*Page excerpt*:

* begin *

Slashdot Mirror


Sharing a Subset of Data Between 2 Sites?

eldrich asks: "We have two labs: a main lab (lab 1) has 1.2Tb of on-line data storage -- two machines with 600Gb RAID-5s hung off of them. These happily service about 30 Linux machines via NFS over fast ethernet. There are 5-6 WinXP machines that connect via SMB and Samba. The lab is on a private network with a single firewall between it and the world, and we use LDAP for practically everything (hostname, usernames, password, autofs, etc). The students' lab (lab 2) is 40 miles away, with 8 workstations and 2 WinXP machines. This lab also has a small RAID-5 Linux server with 180GB space which serves via NFS and Samba. Sometimes we have people from lab 2 at lab 1 and while they are at the main lab, they need their files. What I want to do is make lab 2's 180GB RAID a subset cache of the 1.2Tb one in lab 1. This puts everyone's main storage at lab 1 (which is backed up weekly) but a local copy can be cached on the lab 2 raid system. This gives the students a local copy for fast access, but all the safety of the backups made from our system. Does anyone know of a filesystem or programs that can help with this?"

"Some people spend 95% of their time in lab 2, so that is their 'home' server, but when they come to lab 1 for a week's stay or so, they scp/rsync their files to the lab 1 server, and at the end of the week push the changes back to lab 2. When people login to a workstation, they usually remain logged in for days at a time and xlock the screen. [If we can get this caching system working], it would mean that people moving between the labs would not need to copy files around since there would always be a 'local' copy.

* end *

*Directions for this task*: Write what comes next in the Slashdot post about caching lab files between two sites, picking up after its final sentence. The material after this comes from a separate source.

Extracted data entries
* begin *

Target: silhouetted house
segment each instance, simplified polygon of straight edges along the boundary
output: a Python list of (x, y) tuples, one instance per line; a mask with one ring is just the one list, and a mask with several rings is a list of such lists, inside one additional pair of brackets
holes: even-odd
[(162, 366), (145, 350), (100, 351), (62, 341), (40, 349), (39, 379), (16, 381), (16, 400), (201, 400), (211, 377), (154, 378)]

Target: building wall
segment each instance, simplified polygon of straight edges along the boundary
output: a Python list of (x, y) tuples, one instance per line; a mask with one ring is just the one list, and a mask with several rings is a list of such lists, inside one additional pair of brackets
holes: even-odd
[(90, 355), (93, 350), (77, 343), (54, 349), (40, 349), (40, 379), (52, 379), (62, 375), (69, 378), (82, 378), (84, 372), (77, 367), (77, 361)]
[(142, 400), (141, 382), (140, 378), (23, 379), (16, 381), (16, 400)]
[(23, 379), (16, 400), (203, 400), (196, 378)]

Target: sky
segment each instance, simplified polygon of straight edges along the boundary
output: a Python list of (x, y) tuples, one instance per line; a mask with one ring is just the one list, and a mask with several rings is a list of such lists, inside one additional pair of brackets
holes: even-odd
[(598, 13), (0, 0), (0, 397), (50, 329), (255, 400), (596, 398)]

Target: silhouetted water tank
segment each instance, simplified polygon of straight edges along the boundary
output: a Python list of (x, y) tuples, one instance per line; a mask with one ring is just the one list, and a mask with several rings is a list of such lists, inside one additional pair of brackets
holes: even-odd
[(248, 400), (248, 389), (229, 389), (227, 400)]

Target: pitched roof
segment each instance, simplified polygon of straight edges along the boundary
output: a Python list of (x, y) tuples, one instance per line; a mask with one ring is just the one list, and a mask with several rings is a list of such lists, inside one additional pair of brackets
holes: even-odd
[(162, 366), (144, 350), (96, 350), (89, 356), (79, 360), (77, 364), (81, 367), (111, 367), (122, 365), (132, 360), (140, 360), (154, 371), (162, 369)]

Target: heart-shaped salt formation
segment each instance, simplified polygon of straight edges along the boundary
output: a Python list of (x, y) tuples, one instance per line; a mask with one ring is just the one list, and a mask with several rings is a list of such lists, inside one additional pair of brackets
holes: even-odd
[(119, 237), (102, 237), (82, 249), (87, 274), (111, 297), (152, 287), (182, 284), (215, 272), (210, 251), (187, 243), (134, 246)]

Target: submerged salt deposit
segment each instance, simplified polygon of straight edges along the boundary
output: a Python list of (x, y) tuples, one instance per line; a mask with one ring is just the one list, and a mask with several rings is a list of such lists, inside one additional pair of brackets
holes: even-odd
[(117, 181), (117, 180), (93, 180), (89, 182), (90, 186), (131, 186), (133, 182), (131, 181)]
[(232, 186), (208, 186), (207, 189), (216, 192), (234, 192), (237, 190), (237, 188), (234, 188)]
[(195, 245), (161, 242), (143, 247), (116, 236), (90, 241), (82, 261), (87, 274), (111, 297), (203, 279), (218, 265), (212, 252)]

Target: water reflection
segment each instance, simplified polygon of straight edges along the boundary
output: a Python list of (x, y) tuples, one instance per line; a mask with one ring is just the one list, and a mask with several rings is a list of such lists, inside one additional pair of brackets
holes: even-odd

* end *

*Task output*:
The network between the labs is not fast enough for direct automounting of lab 1's server on the lab 2 workstations, especially since some files can be over 300Mb in size. We have a VPN (via freeswan) between the different labs, so all data transmitted is encrypted. Also, because lab 2 has 1/6 the capacity of lab 1's RAID it needs to be cached copies of in-use or probable in-use data only.

Crontab entries set for night copies are not useful because people often appear from both places on any given day.

The 3 servers currently run 2.4.18 with XFS so any solution should be compatible with XFS but at a real push we could consider changing the filesystem to another one."

23 comments

  1. Here's a thought. by Anonymous Coward · · Score: 0

    Stop trying to use the wrong tool for the job. Win2k DFS will do this job nicely. That and you also don't have to pay $699.

    -Linus

    1. Re:Here's a thought. by borgboy · · Score: 0, Offtopic

      Now, about that job.....how's $50M in stock options and $2M/year in salary? I'll even let you run Linux at work (in a Virtual PC, of course)
      All you have to do...is nothing!

      --Bill

      --
      meh.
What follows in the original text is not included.